▸ **Texte fourni**
-*-

Cette histoire on la connaît, le vieux bougon forcé de cohabiter avec un jeune de la cité/de couleur/en difficulté/... et qui grâce à la magie du dialogue qui va s'ouvrir entre eux va réapprendre la tolérance tandis que le jeune va saisir la beauté de cette France éternelle qu'il rejetait blablabla... On vous entend déjà soupirer, c'est normal ! C'est le synopsis rempli de poncifs qui fait la joie des téléfilms de France Télévisions à base de bons sentiments écœurants. Pourtant, ce film s'en sort bien mieux que ses pontifiants prédécesseurs. Ici Far'Hook, jeune rappeur interprété par Sadek, rappeur dans la vraie vie et dont il s'agit du premier rôle au cinéma, est victime d'une tentative d'assassinat après un " clash " avec un autre aspirant rappeur et est envoyé au vert par son producteur pour le protéger. Il va donc accompagner le père du producteur, interprété par Gérard Depardieu, dans un voyage le long des côtes de la France.
Depardieu, s'il fait peur à voir, énorme, se déplaçant difficilement, suant à grosses gouttes et soufflant comme un soufflet de forge, est parfait dans son rôle. Sadek est tout en retenue et offre également une prestation convaincante qui donne de la crédibilité au duo. Seul bémol parmi les acteurs, l'interprète du producteur, Nicolas Marétheu , est particulièrement mauvais, au point d'être allé vérifier s'il n'était pas le fils du producteur du film, celui du réalisateur ou quelque chose dans le genre. A priori non, sa présence ici pour débiter effroyablement mal ses quelques répliques est donc un mystère. Comment un acteur aussi mauvais a pu être casté et des scènes aussi mauvaises gardées par le réalisateur Rachid Djaïdani, conservées au montage et approuvées par la production ? Nous ne le saurons probablement jamais.

-*-

(Enregistrements de pointage)
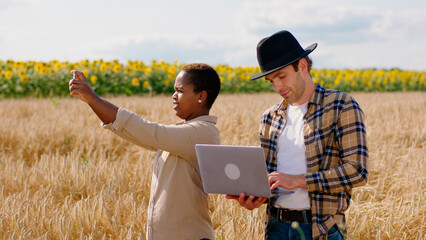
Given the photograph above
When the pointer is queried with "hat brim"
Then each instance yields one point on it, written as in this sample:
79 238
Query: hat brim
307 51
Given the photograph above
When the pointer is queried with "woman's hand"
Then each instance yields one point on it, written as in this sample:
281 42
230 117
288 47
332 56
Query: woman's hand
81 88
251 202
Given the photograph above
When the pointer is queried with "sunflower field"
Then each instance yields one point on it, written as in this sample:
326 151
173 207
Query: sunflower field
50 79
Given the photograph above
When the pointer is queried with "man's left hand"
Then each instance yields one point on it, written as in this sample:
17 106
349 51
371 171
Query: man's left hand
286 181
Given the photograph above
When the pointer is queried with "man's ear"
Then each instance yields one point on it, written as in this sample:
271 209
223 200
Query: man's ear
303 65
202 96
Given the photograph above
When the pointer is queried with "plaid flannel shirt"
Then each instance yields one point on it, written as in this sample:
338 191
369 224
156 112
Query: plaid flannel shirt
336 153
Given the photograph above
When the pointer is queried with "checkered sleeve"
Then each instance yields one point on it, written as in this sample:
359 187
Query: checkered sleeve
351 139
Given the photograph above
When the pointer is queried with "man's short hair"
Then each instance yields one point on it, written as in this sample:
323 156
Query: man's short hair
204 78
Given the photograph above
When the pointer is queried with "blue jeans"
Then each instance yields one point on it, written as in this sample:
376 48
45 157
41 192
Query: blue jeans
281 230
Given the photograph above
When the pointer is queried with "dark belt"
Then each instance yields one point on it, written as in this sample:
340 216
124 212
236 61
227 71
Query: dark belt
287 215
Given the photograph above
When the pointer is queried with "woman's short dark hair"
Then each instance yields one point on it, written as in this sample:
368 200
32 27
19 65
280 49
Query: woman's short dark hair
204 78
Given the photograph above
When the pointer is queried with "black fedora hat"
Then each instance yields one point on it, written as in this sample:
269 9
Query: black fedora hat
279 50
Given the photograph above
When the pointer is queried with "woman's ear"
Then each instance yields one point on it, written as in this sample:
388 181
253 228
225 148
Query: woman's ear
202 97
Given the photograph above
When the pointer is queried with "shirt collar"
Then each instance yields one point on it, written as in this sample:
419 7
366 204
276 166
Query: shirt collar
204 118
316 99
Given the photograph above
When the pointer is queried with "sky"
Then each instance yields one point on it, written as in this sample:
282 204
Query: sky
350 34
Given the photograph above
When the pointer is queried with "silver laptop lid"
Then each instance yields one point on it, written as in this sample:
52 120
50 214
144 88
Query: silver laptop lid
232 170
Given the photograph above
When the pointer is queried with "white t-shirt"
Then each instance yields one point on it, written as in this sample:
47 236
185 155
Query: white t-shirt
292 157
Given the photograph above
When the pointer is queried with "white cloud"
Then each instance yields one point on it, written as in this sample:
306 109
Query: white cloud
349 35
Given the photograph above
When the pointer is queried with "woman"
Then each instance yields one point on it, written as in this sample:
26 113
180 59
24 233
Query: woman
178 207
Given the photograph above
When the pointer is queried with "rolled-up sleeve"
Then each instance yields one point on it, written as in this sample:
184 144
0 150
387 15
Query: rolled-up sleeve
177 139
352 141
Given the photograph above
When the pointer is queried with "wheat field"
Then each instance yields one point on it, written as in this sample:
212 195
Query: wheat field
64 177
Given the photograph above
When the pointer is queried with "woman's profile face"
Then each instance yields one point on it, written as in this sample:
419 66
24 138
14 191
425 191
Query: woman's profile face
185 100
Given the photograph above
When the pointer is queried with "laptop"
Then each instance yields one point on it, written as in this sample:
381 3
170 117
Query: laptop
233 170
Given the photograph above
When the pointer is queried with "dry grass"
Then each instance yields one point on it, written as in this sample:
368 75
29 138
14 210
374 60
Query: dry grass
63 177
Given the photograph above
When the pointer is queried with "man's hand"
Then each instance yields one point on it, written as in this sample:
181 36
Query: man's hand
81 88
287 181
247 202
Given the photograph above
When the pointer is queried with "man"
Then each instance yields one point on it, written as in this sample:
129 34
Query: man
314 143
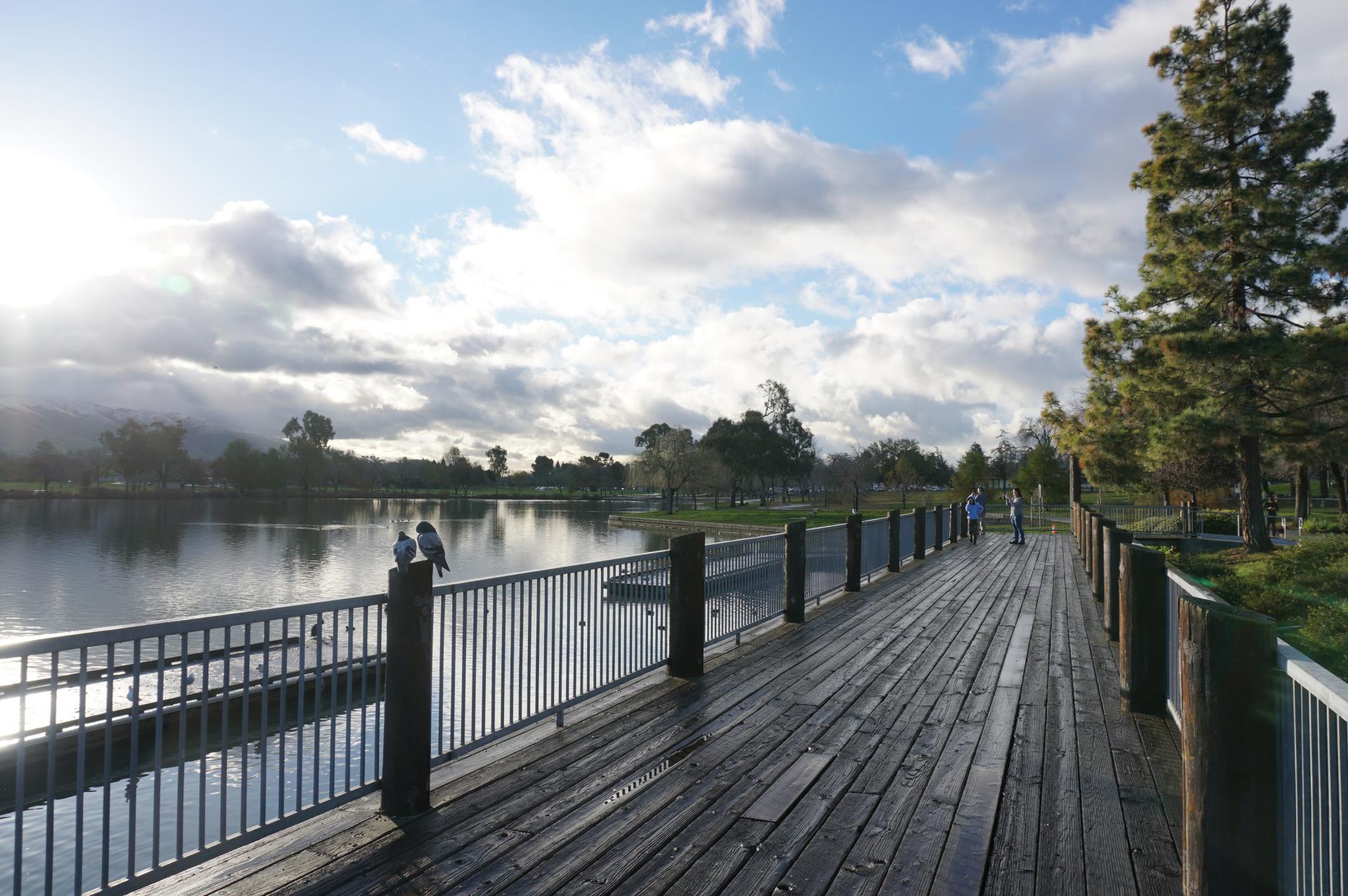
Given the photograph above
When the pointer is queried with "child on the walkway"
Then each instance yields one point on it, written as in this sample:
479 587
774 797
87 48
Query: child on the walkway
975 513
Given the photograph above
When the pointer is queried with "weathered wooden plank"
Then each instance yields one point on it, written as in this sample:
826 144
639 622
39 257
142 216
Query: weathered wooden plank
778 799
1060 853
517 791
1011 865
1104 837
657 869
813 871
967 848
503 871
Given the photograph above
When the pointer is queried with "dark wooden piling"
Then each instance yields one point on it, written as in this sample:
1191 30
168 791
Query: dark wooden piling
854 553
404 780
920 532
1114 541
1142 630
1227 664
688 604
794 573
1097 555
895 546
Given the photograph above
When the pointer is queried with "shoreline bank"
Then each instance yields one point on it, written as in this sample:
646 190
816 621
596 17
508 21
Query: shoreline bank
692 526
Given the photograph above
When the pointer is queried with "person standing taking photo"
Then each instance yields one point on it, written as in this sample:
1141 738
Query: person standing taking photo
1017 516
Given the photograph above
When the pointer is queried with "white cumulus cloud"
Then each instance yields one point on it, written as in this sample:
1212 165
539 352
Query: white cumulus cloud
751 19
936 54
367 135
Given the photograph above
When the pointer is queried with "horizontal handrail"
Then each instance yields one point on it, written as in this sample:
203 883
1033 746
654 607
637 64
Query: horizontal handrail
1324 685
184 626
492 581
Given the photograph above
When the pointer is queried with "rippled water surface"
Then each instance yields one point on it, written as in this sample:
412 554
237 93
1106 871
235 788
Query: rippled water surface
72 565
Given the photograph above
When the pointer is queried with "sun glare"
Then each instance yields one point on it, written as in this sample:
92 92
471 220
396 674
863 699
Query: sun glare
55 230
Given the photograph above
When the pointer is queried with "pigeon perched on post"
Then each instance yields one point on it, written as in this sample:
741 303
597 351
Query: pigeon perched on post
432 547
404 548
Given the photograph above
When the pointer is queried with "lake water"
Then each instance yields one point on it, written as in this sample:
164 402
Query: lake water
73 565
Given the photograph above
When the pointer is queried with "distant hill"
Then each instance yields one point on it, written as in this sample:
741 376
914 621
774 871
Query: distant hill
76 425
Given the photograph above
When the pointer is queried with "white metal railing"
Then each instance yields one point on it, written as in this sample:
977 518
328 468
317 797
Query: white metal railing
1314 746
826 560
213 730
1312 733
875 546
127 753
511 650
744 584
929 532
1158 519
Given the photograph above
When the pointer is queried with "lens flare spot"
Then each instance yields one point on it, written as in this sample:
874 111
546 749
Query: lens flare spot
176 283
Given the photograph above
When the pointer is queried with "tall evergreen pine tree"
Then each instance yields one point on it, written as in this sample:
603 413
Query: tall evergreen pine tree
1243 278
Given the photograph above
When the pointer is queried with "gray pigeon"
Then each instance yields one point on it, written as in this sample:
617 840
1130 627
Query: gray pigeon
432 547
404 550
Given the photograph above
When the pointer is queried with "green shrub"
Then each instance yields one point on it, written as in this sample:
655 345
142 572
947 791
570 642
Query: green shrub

-*-

▸ **Objectif**
Répondez aux questions suivantes à partir de la critique de film ci-dessus.
1. Quel acteur interprète Far'Hook ?
2. Qui joue le père du producteur ?
3. Comment s'appelle le réalisateur du film ?

▸ **Solution proposée**
1. Sadek.
2. Gérard Depardieu.
3. Rachid Djaïdani.